→ Document excerpt
-------

As I currently instruct an online Forensic Nursing Certification Course, I am often told stories about how my students have experienced different facets of their professional lives. This is one of them:
Hip Fracture Surgery
I live and work in an area where there is a growing population of elderly people. In the community hospital where I work, as an operating room nurse, one of the services that we do the most surgery with is orthopedics.
We do many hip fractures in our operating room, more in the winter than in the summer for obvious reasons. People who experience a hip facture can have many causes for weakened bone. The most prevalent reason is low bone density, one because of the age of the client and as is documented in many books inactivity. When talking with one of the orthopedic surgeons in our hospital he states that inactivity is the main reason for the elderly to have low bone density, related to the long winters we have here. The most common fracture of the hip is the femoral neck fracture that we see.
Doing surgery to repair the fracture requires an open reduction with compressions screws. The most important aspect of surgery that the nurse needs to think about with is blood loss. When ever there is surgery involving the hip, as opposed to the knees where a upper leg tourniquet is used which reduces blood loss, there is usually a large blood loss secondary to cutting in to the bone.

-------

→ Data for analysis
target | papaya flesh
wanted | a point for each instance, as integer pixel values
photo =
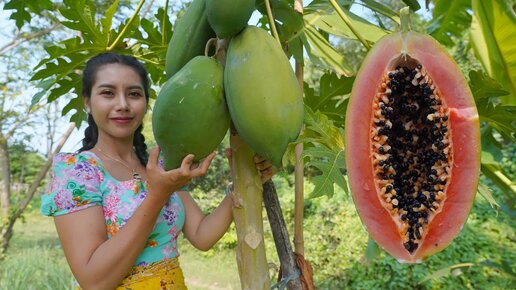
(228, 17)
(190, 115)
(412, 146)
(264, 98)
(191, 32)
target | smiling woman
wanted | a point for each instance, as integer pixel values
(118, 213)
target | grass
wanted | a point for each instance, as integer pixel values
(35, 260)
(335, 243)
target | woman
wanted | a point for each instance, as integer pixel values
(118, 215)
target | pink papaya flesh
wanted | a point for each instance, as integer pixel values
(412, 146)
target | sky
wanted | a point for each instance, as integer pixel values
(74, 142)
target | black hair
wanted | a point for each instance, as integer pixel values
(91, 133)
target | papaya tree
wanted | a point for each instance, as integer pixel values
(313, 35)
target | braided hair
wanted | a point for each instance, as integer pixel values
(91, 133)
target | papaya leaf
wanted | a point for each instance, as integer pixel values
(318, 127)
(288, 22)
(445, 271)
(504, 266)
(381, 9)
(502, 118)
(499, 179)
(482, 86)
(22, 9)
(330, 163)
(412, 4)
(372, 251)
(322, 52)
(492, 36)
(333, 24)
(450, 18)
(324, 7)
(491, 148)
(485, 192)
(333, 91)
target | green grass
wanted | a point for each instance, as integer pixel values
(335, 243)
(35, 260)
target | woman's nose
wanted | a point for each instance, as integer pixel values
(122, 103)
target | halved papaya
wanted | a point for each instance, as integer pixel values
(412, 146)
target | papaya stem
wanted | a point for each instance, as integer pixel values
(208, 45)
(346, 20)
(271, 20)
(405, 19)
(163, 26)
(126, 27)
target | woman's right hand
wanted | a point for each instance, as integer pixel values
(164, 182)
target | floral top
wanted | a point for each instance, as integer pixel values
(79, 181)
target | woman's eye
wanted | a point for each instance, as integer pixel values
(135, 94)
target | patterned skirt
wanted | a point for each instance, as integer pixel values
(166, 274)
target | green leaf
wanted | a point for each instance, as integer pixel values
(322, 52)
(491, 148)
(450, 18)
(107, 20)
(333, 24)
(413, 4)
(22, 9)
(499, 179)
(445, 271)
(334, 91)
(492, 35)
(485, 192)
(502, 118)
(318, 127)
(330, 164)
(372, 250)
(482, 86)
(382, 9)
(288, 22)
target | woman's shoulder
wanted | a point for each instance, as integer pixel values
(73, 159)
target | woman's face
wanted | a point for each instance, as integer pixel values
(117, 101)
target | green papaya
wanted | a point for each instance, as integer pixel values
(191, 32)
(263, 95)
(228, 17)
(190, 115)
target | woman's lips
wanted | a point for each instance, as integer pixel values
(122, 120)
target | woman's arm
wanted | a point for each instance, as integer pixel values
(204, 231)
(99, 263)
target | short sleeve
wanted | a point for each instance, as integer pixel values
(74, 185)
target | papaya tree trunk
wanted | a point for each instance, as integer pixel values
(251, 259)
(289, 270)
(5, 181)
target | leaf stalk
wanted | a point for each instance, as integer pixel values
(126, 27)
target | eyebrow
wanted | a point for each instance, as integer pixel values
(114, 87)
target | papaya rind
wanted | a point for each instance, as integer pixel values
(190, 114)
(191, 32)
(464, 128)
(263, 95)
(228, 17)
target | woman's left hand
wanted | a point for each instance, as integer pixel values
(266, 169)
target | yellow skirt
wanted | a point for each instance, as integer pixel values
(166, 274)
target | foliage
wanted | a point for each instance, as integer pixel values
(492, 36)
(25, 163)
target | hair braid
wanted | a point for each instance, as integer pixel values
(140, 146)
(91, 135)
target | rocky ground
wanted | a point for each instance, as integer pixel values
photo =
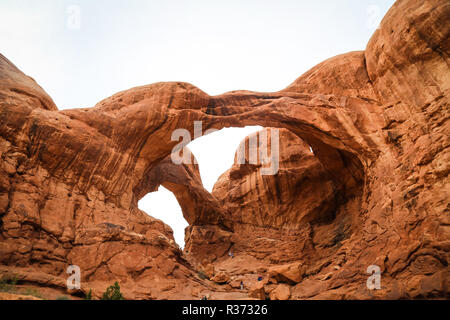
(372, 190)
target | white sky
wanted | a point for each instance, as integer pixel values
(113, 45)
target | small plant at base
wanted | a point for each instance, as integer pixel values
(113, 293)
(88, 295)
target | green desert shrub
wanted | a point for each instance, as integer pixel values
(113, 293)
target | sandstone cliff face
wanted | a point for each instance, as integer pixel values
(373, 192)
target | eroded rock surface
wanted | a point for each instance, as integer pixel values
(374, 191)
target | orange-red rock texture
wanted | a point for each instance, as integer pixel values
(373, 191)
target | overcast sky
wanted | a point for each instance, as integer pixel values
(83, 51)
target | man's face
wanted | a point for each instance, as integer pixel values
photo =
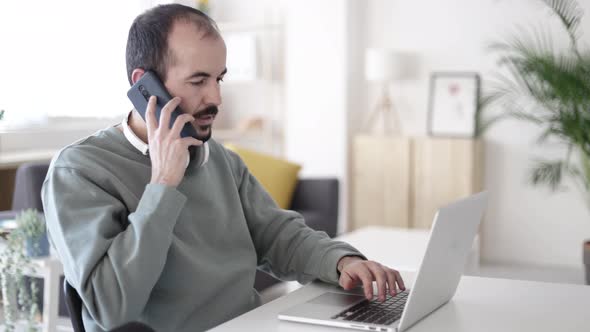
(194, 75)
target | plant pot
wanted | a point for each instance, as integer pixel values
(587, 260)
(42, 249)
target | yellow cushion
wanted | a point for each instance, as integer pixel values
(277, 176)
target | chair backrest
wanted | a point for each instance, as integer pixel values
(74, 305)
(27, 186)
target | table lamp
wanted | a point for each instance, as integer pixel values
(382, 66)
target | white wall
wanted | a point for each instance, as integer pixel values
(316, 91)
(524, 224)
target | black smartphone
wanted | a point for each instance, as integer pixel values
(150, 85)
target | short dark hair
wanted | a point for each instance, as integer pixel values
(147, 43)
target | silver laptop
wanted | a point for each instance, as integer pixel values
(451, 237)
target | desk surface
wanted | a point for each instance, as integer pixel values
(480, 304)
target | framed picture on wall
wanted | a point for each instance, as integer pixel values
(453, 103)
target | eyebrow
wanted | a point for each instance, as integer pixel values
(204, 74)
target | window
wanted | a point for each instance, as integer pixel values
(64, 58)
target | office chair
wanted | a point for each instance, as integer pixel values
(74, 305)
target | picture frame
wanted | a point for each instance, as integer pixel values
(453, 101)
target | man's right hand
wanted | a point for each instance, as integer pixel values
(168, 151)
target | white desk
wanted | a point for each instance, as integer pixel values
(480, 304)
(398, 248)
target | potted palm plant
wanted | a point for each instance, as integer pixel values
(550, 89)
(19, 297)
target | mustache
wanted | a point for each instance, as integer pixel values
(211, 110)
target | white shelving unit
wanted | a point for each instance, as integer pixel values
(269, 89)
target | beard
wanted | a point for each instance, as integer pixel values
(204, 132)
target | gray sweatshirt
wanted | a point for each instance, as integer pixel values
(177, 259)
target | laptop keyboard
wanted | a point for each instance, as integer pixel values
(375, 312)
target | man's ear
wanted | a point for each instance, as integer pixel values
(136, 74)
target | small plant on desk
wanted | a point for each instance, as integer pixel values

-------

→ Work order 1
Extract the passage of the hip fracture surgery text between "We do many hip" and "that we see.", inclusive.
→ Work order 2
Render this sentence from the hip fracture surgery text into Spanish: "We do many hip fractures in our operating room, more in the winter than in the summer for obvious reasons."
→ Work order 3
Continue the hip fracture surgery text, beginning after its final sentence.

→ Task response 1
We do many hip fractures in our operating room, more in the winter than in the summer for obvious reasons. People who experience a hip facture can have many causes for weakened bone. The most prevalent reason is low bone density, one because of the age of the client and as is documented in many books inactivity. When talking with one of the orthopedic surgeons in our hospital he states that inactivity is the main reason for the elderly to have low bone density, related to the long winters we have here. The most common fracture of the hip is the femoral neck fracture that we see.

→ Task response 2
Operamos muchas fracturas de cadera en nuestro quirófano, más en invierno que en verano, por razones obvias.

→ Task response 3
When surgery is performed on the elderly many can not afford to have a large blood loss. When a client has a large loss of blood that delays them post operatively in healing and rehabilitating.
Postoperatively the patient is always put on a blood thinner usually coumadin to prevent blood clots, and if not contraindicated, antiembolotic stockings (Ted’s) and compressions stockings. The major concern for the nurse taking care of the post-op is monitoring the patient for signs and symptoms of deep vein thrombosis which can lead to pulmonary embolus and then death, if not monitored closely.
This is one of the common causes of mortality in clients with hip fractures. The signs and symptoms of pulmonary embolus will depend on the location of the thrombus. The most common signs are chest pain, dyspnea, and tachycardia. It is very important for the nurse to monitor the client for DVT’s.